** BEGIN AVAILABLE RECORDS **

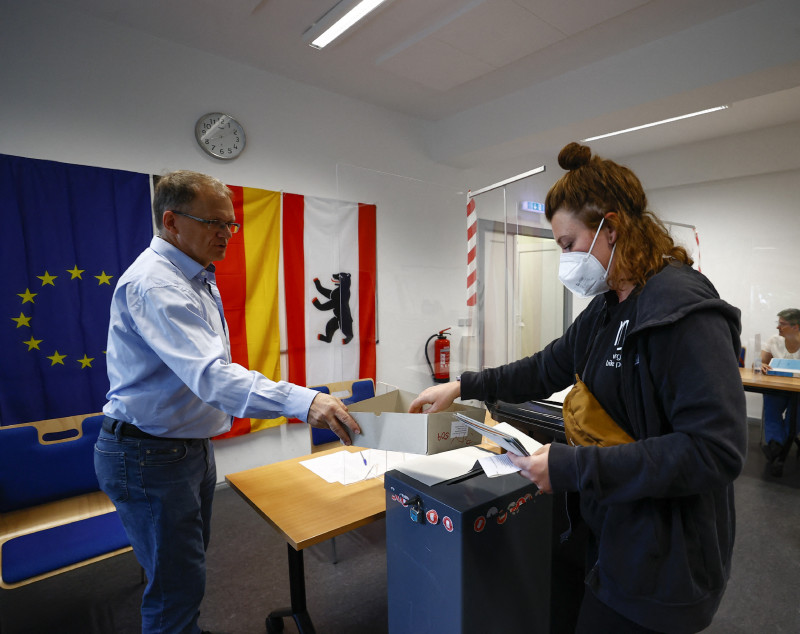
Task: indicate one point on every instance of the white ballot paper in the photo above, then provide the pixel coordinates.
(443, 466)
(495, 465)
(348, 467)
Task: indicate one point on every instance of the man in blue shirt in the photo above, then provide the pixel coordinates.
(172, 387)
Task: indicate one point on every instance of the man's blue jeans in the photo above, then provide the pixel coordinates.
(163, 491)
(776, 417)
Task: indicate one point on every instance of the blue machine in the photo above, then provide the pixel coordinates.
(471, 555)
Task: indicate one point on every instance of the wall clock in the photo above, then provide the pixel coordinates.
(220, 135)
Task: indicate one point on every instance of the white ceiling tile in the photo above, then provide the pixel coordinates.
(435, 64)
(499, 32)
(574, 16)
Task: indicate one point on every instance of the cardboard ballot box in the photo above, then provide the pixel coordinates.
(386, 424)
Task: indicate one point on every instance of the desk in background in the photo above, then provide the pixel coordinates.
(306, 510)
(770, 384)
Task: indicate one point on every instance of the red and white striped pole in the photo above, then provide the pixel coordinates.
(472, 264)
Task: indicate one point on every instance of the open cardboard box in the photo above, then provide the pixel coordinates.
(386, 424)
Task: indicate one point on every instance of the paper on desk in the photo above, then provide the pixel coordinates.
(443, 466)
(348, 467)
(495, 465)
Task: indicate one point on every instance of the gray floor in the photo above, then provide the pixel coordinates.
(248, 575)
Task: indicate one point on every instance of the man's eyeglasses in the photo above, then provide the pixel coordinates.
(212, 225)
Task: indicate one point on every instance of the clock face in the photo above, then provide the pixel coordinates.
(220, 135)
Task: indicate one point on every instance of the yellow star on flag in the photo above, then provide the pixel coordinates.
(27, 296)
(47, 278)
(57, 358)
(32, 343)
(22, 320)
(104, 279)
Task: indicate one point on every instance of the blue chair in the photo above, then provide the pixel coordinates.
(53, 517)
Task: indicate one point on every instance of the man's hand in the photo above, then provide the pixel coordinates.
(328, 412)
(535, 467)
(438, 396)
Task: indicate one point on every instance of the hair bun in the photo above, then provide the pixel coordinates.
(574, 155)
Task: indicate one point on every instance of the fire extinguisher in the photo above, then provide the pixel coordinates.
(440, 370)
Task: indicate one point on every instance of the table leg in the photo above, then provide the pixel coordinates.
(297, 593)
(777, 466)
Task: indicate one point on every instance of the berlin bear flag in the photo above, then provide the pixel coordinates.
(329, 265)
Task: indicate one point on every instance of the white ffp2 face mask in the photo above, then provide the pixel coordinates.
(582, 273)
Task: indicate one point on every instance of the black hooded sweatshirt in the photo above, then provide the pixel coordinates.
(661, 509)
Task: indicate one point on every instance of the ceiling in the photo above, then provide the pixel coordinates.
(498, 79)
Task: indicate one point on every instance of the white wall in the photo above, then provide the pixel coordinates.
(84, 91)
(742, 194)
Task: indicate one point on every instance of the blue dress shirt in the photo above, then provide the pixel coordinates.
(168, 357)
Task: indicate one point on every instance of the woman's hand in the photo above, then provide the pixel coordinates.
(438, 396)
(535, 467)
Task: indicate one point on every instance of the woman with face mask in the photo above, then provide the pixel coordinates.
(656, 419)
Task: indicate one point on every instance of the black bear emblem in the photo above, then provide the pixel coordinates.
(339, 302)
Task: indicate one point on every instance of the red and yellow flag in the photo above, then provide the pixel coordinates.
(248, 283)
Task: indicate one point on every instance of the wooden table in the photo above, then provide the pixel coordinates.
(306, 510)
(771, 384)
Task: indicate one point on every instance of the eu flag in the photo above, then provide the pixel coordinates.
(69, 232)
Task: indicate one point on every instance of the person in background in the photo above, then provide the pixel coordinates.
(784, 345)
(172, 388)
(653, 358)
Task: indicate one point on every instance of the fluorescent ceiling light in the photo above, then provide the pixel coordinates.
(655, 123)
(338, 20)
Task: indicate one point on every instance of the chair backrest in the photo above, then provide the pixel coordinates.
(45, 462)
(349, 392)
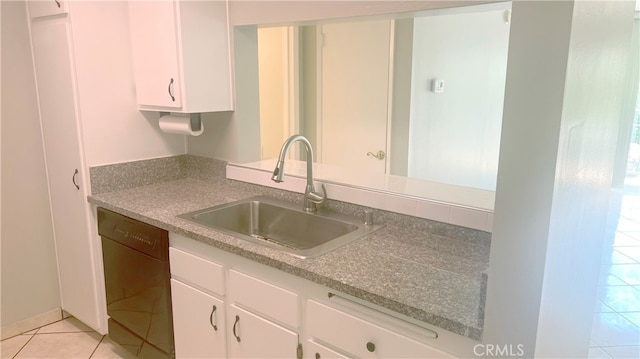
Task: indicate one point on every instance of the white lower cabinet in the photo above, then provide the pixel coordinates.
(253, 336)
(356, 336)
(313, 350)
(198, 323)
(272, 314)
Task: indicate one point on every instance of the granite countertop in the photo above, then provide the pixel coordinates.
(403, 266)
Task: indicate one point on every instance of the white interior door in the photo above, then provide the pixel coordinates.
(354, 94)
(65, 169)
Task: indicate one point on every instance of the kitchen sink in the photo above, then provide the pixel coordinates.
(282, 225)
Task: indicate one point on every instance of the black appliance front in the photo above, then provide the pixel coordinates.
(137, 281)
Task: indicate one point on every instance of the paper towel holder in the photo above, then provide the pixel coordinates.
(196, 120)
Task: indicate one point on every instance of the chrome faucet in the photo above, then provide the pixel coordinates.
(311, 197)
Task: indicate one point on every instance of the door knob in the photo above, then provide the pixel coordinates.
(73, 179)
(379, 155)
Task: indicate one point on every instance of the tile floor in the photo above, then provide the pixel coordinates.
(68, 338)
(616, 325)
(615, 334)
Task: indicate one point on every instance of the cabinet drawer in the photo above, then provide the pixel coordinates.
(198, 271)
(265, 298)
(314, 350)
(362, 338)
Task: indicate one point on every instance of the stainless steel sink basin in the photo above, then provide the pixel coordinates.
(282, 225)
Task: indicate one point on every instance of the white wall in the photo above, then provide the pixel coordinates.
(273, 84)
(114, 130)
(29, 273)
(454, 136)
(564, 91)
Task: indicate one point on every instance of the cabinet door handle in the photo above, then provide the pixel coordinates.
(235, 325)
(73, 179)
(379, 155)
(371, 347)
(170, 89)
(213, 311)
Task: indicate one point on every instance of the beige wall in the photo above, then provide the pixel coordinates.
(561, 119)
(29, 272)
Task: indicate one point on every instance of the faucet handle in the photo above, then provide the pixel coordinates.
(317, 198)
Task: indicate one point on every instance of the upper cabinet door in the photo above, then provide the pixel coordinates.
(181, 55)
(46, 8)
(155, 53)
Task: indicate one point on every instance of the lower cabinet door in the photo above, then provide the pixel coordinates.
(198, 323)
(251, 336)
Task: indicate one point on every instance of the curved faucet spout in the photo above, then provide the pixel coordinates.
(311, 197)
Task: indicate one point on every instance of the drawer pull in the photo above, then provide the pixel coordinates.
(235, 325)
(213, 311)
(371, 347)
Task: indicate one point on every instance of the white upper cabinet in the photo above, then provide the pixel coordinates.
(181, 55)
(47, 8)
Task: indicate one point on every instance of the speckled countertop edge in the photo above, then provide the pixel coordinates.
(403, 267)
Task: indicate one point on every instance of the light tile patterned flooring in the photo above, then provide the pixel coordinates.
(68, 338)
(616, 326)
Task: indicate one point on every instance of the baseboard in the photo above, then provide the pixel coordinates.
(31, 323)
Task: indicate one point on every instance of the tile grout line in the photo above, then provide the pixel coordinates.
(97, 346)
(25, 344)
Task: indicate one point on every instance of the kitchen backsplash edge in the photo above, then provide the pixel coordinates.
(126, 175)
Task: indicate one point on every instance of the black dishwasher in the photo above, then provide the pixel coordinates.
(137, 281)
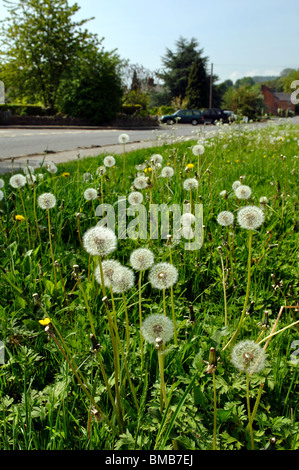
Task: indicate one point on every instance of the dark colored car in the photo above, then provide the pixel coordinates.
(184, 116)
(214, 115)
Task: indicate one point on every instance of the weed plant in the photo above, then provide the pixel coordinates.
(80, 373)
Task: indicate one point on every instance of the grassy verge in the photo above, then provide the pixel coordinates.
(61, 388)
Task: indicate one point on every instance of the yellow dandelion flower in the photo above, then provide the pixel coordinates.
(45, 321)
(19, 218)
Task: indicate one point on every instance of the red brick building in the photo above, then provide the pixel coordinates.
(275, 100)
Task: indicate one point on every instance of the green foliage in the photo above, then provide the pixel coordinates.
(178, 64)
(244, 100)
(42, 403)
(40, 45)
(197, 92)
(93, 88)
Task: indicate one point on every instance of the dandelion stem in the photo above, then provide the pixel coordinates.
(25, 215)
(236, 334)
(249, 414)
(215, 412)
(140, 316)
(161, 370)
(51, 251)
(127, 321)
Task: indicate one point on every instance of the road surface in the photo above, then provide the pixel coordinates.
(20, 145)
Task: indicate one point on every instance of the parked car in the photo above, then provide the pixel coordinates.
(213, 115)
(184, 116)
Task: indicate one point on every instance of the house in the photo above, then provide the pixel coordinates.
(275, 101)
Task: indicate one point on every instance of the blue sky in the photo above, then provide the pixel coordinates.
(240, 38)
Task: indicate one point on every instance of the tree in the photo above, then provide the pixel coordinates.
(93, 90)
(198, 88)
(177, 66)
(40, 42)
(244, 100)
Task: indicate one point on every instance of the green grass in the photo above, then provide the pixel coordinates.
(57, 399)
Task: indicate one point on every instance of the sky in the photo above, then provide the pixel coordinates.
(239, 37)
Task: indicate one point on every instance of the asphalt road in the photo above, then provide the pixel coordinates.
(21, 145)
(18, 142)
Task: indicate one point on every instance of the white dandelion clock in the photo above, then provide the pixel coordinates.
(109, 161)
(225, 218)
(190, 183)
(187, 219)
(248, 356)
(250, 217)
(243, 192)
(140, 182)
(46, 201)
(156, 159)
(157, 326)
(141, 259)
(109, 268)
(135, 198)
(87, 177)
(99, 241)
(123, 138)
(236, 184)
(187, 232)
(163, 275)
(122, 280)
(90, 194)
(167, 172)
(198, 150)
(52, 168)
(17, 181)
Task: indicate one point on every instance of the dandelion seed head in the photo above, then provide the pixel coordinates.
(243, 192)
(140, 182)
(167, 172)
(225, 218)
(46, 201)
(190, 183)
(156, 159)
(135, 198)
(163, 275)
(109, 161)
(28, 170)
(157, 326)
(141, 259)
(236, 184)
(99, 241)
(250, 217)
(90, 194)
(122, 280)
(248, 356)
(51, 168)
(187, 232)
(123, 138)
(18, 181)
(198, 149)
(187, 219)
(87, 177)
(109, 267)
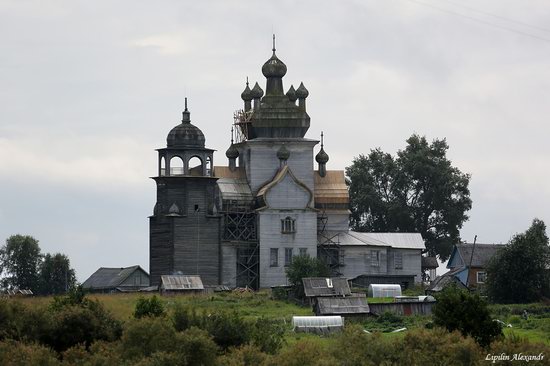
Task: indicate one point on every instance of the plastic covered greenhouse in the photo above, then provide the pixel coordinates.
(376, 290)
(317, 324)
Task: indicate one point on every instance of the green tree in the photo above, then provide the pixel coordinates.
(466, 312)
(19, 262)
(519, 272)
(56, 275)
(417, 191)
(305, 266)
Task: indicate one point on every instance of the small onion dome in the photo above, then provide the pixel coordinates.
(274, 68)
(246, 95)
(283, 153)
(232, 152)
(302, 92)
(185, 135)
(256, 91)
(321, 157)
(291, 94)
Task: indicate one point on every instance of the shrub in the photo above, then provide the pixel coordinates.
(184, 318)
(143, 337)
(438, 347)
(359, 348)
(227, 329)
(152, 307)
(303, 353)
(247, 355)
(196, 347)
(23, 323)
(460, 310)
(267, 335)
(13, 353)
(74, 325)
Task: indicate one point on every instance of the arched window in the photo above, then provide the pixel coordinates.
(208, 166)
(288, 225)
(195, 166)
(162, 166)
(176, 166)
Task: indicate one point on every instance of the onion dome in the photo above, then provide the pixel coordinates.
(185, 135)
(246, 95)
(274, 68)
(321, 157)
(302, 92)
(232, 152)
(283, 153)
(257, 92)
(291, 94)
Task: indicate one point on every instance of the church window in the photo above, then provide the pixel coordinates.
(375, 258)
(398, 260)
(288, 256)
(288, 225)
(274, 257)
(176, 166)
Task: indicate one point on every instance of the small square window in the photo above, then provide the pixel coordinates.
(288, 225)
(481, 277)
(375, 258)
(288, 256)
(398, 260)
(274, 257)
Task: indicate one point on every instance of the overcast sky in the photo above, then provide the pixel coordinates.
(88, 90)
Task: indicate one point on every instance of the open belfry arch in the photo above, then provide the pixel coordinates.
(241, 224)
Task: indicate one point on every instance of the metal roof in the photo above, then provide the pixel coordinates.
(342, 305)
(181, 282)
(321, 286)
(331, 188)
(106, 277)
(394, 240)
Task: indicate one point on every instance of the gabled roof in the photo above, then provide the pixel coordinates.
(429, 262)
(181, 282)
(106, 277)
(393, 240)
(342, 305)
(322, 286)
(482, 253)
(445, 280)
(281, 174)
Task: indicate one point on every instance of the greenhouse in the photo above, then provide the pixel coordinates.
(376, 290)
(317, 324)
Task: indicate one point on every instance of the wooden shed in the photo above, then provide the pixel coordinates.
(344, 306)
(121, 279)
(180, 284)
(326, 287)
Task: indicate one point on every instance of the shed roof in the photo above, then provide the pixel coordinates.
(429, 262)
(482, 253)
(445, 280)
(106, 277)
(394, 240)
(331, 188)
(181, 282)
(322, 286)
(342, 305)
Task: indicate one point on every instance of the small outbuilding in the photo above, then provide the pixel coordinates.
(121, 279)
(326, 287)
(387, 290)
(180, 284)
(344, 306)
(317, 324)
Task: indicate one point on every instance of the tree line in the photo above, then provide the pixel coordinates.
(24, 267)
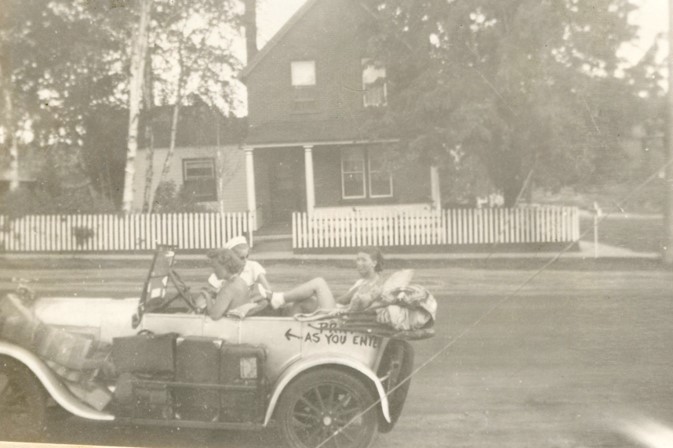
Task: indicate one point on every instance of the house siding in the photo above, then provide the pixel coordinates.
(331, 33)
(232, 189)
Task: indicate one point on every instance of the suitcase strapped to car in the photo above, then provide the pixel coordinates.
(210, 380)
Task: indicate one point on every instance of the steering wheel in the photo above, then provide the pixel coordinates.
(183, 293)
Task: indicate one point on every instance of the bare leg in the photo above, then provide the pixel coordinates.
(316, 289)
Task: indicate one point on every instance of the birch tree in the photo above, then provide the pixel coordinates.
(193, 50)
(137, 74)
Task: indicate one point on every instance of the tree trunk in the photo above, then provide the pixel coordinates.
(174, 127)
(169, 154)
(668, 207)
(10, 125)
(138, 53)
(149, 136)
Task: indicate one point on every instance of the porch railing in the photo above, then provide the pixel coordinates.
(80, 233)
(441, 227)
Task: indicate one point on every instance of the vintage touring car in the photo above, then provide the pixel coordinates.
(156, 361)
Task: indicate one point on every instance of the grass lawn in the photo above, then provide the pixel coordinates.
(638, 234)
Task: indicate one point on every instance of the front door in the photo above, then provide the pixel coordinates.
(286, 180)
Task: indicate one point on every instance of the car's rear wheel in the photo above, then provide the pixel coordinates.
(22, 402)
(328, 408)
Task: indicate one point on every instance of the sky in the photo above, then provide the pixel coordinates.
(651, 18)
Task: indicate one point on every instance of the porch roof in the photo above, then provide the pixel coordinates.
(286, 133)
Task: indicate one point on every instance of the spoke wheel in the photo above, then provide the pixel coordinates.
(22, 402)
(327, 408)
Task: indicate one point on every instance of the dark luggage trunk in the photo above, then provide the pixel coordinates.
(145, 354)
(242, 367)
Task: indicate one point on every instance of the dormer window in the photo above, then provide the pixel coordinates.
(303, 85)
(373, 83)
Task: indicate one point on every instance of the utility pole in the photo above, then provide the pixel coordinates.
(668, 218)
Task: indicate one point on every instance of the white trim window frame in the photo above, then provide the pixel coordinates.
(370, 175)
(200, 181)
(302, 73)
(353, 172)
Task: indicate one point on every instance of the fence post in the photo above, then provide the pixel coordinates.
(597, 214)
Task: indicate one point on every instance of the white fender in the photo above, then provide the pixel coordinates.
(52, 384)
(308, 363)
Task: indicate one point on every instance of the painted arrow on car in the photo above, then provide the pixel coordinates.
(288, 334)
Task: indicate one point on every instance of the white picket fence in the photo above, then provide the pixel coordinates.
(80, 233)
(441, 227)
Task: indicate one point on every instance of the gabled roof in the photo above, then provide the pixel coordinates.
(261, 54)
(278, 37)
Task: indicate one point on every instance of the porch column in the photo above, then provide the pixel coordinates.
(250, 183)
(435, 191)
(310, 184)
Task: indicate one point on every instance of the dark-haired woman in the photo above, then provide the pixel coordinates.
(316, 294)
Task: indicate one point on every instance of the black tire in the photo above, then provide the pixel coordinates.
(326, 407)
(23, 402)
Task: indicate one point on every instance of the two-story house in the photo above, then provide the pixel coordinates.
(309, 92)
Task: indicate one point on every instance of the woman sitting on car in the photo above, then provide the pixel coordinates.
(227, 289)
(316, 294)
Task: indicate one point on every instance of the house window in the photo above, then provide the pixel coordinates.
(363, 174)
(373, 83)
(303, 86)
(199, 179)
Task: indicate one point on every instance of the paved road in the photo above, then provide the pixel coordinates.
(573, 359)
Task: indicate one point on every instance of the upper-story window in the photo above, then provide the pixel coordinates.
(303, 85)
(373, 83)
(199, 179)
(364, 174)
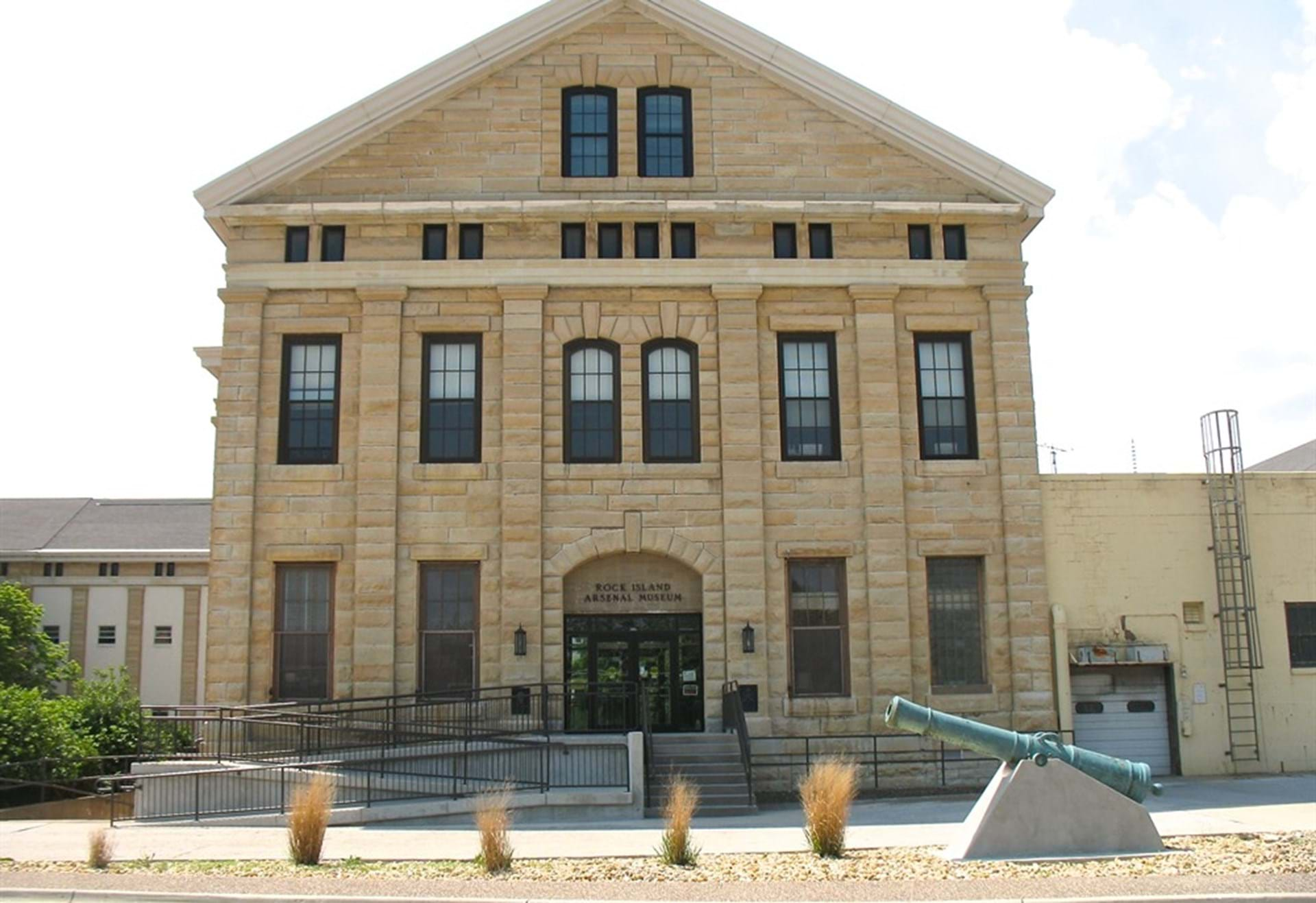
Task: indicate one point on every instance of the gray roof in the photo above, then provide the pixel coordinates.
(104, 525)
(1300, 459)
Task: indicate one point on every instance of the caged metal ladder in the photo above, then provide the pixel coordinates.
(1239, 642)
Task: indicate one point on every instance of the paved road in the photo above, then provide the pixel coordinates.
(1191, 806)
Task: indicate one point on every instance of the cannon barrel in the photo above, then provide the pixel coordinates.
(1134, 780)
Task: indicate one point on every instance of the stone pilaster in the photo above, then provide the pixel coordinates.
(232, 512)
(1021, 507)
(134, 640)
(522, 496)
(376, 573)
(884, 492)
(191, 642)
(745, 595)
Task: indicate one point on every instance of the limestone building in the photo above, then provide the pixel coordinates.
(628, 344)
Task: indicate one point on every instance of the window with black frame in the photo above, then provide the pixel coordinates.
(449, 619)
(672, 400)
(589, 132)
(955, 622)
(947, 418)
(592, 394)
(308, 418)
(666, 140)
(809, 413)
(819, 648)
(303, 631)
(1300, 621)
(450, 418)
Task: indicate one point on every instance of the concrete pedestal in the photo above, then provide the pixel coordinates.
(1056, 811)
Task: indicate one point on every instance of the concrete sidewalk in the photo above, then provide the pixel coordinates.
(1193, 806)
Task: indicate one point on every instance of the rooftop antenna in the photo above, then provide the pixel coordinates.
(1053, 449)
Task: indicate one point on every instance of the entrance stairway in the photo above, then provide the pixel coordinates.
(711, 761)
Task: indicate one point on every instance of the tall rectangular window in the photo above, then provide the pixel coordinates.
(646, 240)
(296, 245)
(921, 243)
(947, 418)
(820, 241)
(573, 240)
(783, 241)
(819, 648)
(609, 240)
(333, 243)
(435, 243)
(683, 240)
(303, 631)
(590, 132)
(672, 400)
(809, 412)
(308, 418)
(953, 240)
(450, 418)
(449, 618)
(665, 132)
(472, 241)
(955, 622)
(1300, 619)
(592, 394)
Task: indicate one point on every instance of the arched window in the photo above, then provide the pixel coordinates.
(672, 400)
(592, 415)
(590, 132)
(666, 132)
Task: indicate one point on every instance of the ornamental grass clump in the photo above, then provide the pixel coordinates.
(308, 819)
(493, 819)
(825, 794)
(677, 812)
(100, 850)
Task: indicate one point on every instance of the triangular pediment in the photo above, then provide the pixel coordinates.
(483, 120)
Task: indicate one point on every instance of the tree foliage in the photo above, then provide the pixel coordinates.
(28, 657)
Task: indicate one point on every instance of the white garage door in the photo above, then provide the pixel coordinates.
(1123, 711)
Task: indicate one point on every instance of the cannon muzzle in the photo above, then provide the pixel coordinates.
(1134, 780)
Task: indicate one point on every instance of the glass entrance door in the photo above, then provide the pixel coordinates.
(609, 657)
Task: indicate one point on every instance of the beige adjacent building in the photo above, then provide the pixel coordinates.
(121, 582)
(628, 344)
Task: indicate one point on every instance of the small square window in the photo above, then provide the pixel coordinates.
(646, 240)
(333, 243)
(609, 240)
(435, 243)
(296, 245)
(683, 240)
(953, 239)
(573, 241)
(820, 241)
(783, 241)
(921, 243)
(472, 241)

** END AVAILABLE RECORDS **

AIM:
Retype nothing except the lines from the line holding "Task: indicate one point on every instance of the rooftop" through the last line of the entries, both included.

WORKED SOLUTION:
Task: indicate one point on every instance of the rooftop antenna in the photo above, then provide the pixel coordinates.
(1053, 449)
Task: indicate one point on every instance of the entrance stairway in the photo above, then provide the pixel coordinates.
(711, 761)
Task: indicate one point on every instance of the tall rectangular window in the photo above, then provide the pixel coordinates.
(646, 240)
(296, 245)
(921, 243)
(947, 418)
(820, 241)
(573, 240)
(783, 241)
(819, 648)
(609, 240)
(333, 243)
(435, 243)
(683, 240)
(303, 631)
(590, 132)
(672, 400)
(809, 412)
(308, 418)
(953, 240)
(450, 418)
(449, 618)
(665, 132)
(472, 241)
(955, 622)
(1300, 619)
(592, 394)
Task: indicate one point on every instance of the arched window in the photo above, then provide the pixel coordinates.
(672, 400)
(592, 415)
(590, 132)
(666, 132)
Task: indicate one point on every instance of the ornamental grass clump in the photo above, then provide the pixel coordinates.
(308, 819)
(493, 819)
(825, 794)
(677, 812)
(100, 850)
Task: indicate one point on every instance of the triangular pediment in the photo above, then provide the pixel coordinates.
(483, 120)
Task: indicate one point on every instance of the tree foliage in the photo above, then provide the pixel coordinates.
(28, 657)
Task: indicate one point on every instance of the white garage door in the photo above, then provide the pixel coordinates.
(1123, 711)
Task: indicate one point on every instance of the cannon muzzle in the photo above, then provide the pixel coordinates.
(1134, 780)
Task: indicate one point on every instance of the glass entrance door in the photo above, then provide the pixel coordinates.
(609, 657)
Task: indicate one point on every instance of the beige adjacent building in the photo above, then provide the pixel coordinates.
(121, 582)
(628, 344)
Task: indicate one point on every instance of the small square window in the photo above, then provide the pixel coordinates.
(646, 240)
(333, 243)
(609, 240)
(435, 243)
(296, 245)
(683, 240)
(953, 239)
(573, 241)
(820, 241)
(783, 241)
(921, 243)
(472, 241)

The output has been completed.